### Excerpted text:
=== Begin Enclosure ===
SPA Assistant Professor Aparna Soni recently published a paper looking at how Obamacare has affected low-income residents seeking treatment for opioid addiction in states that did and did not expand Medicaid eligibility for low-income adults. Her article, “Changes in Opioid-Related Hospital Use with expansion of Medicaid” coauthored by Hefei Wen, Alex Hollingsworth, Seth Freedman, Joseph Benitez, Kosali Simon, Brendan Saloner is published in JAMA Internal Medicine.

The researchers examined data from 46 states and the District of Columbia and discovered a nearly 10 percent reduction in the rate of opioid-related inpatient hospitalizations associated with the 2014 ACA Medicaid expansion. States that accepted federal funding to expand their Medicaid programs saw a smaller increase in hospitalizations than states that did not expand Medicaid. They estimate that the Medicaid expansion prevented a total of 9,421 opioid-related hospitalizations per quarter.

“The U.S. is in the midst of an opioid epidemic and it’s reached a crisis level,” Soni says, noting that 400,000 people have died from opioid overdoses in the past 20 years. “Recently, we’ve seen opioid prescriptions have started to level off and decline even, but hospitalizations related to opioid use are continuing to rise.”
=== End Enclosure ===
### Data:
=== Begin Enclosure ===
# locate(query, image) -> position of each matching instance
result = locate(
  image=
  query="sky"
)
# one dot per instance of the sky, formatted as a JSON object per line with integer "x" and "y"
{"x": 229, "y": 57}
=== End Enclosure ===
### Required work:
**1.** According to the article on opioid hospitalizations, how many opioid-related hospitalizations per quarter did the Medicaid expansion prevent?
**2.** For each statement, say whether the article on opioid hospitalizations agrees. Give yes or no and quote the deciding words. (a) The researchers examined data from all 50 states. (b) Soni notes that 400,000 people have died from opioid overdoses in the past 20 years. (c) The paper was published in JAMA Internal Medicine.
Rely only on the article on opioid hospitalizations, not on the data.

### Your written answers:
**1.** About 9,421 per quarter.

**2.**
(a) No: "data from 46 states and the District of Columbia"
(b) Yes: "noting that 400,000 people have died from opioid overdoses in the past 20 years"
(c) Yes: "is published in JAMA Internal Medicine"